-------- Testo fornito --------

La presenza del premier Matteo Renzi al salotto di Barbara d’Urso è stato solamente l’ultima di molte azioni che hanno fatto storcere il naso a parte della sinistra italiana. Eppure, questa rappresenta la migliore strategia di successo, che la miopia di una certa fetta d’Italia non riesce a comprendere.

Il mio non è un giudizio di valore, ma il tentativo di compiere un’analisi politica, negli spazi ristretti che questa sede mi concede, dell’enorme successo di Renzi e del perché i suoi avversari interni non avranno mai la stessa presa sul Paese.

La Sinistra del PCI

Un interessante editoriale apparso su questo stesso sito, a cura di Nicola Lombardi, analizzava il concetto di “Partito-Azienda”, in diretta correlazione con il concetto di “leadership carismatica”. Questa è un’ottima base per comprendere la differenza fra Renzi e la Camusso, o Bersani, D’Alema, Cuperlo: insomma, i rappresentanti di un modo diverso di fare politica.

La leadership carismatica non è affatto emersa unicamente negli ultimi anni; anzi, la sinistra (non il centrosinistra) ha avuto diversi leader carismatici, da Togliatti a Berlinguer. Nonostante ciò, questi ultimi avevano un diverso modus operandi, rispetto a Renzi, nel far presa sulla massa.

L’ideologia comunista, negli anni d’oro del PCI, rappresentava il pensiero dominante negli ambienti intellettuali: studenti e professori universitari erano perlopiù comunisti, e ciò aveva dirette conseguenze anche nel mondo accademico; il marxismo ha dominato la storiografia, la filosofia, la critica letteraria di metà novecento.

Eppure, nonostante ciò, il comunismo non faceva presa sulla massa. Il 30% costante alle elezioni del periodo della prima repubblica non dipendeva da un dominio intellettuale, ma dal fatto che le sue idee economiche trovassero il favore degli operai, conquistandosi, così, una grande fetta dell’elettorato italiano, ma mai la maggioranza, sempre orientata a votare Democrazia Cristiana.

Il successo di Renzi

Con la seconda repubblica le cose sono cambiate. Dalla leadership carismatica si è passata ai partiti personali, che ruotano intorno ad un grande leader. Sembra quasi un passo indietro, come se si recuperasse la struttura del PNF, ad un certo punto interamente nelle mani di Mussolini (sebbene non da subito).

-------- Dati mostrati --------

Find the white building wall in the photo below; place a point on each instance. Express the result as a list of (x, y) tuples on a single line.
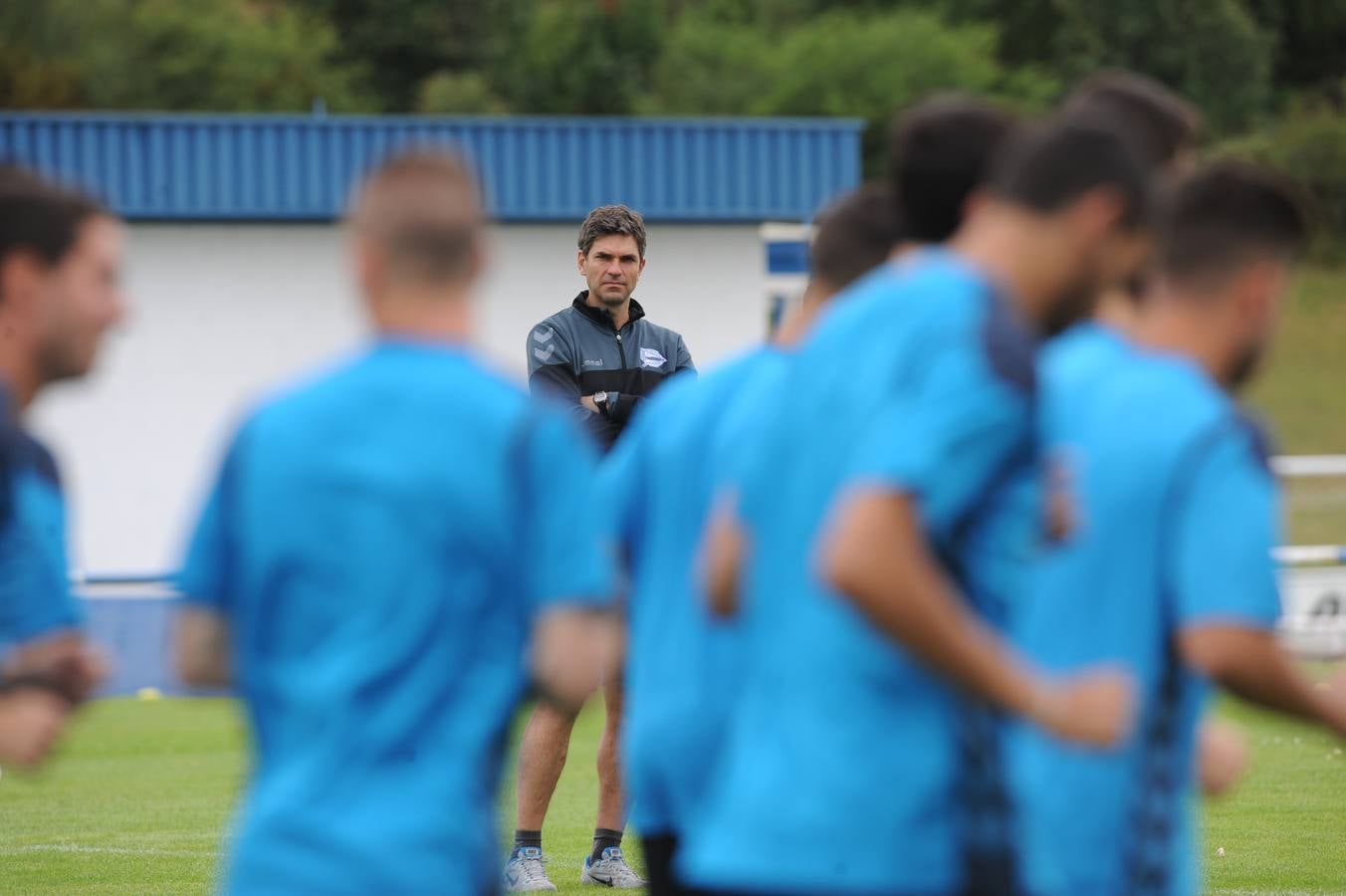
[(224, 313)]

--------

» **Obiettivo**: Secondo il testo fornito, per quale partito votava sempre la maggioranza dell'elettorato italiano nel periodo della prima repubblica?

» **Risposta**: Democrazia Cristiana.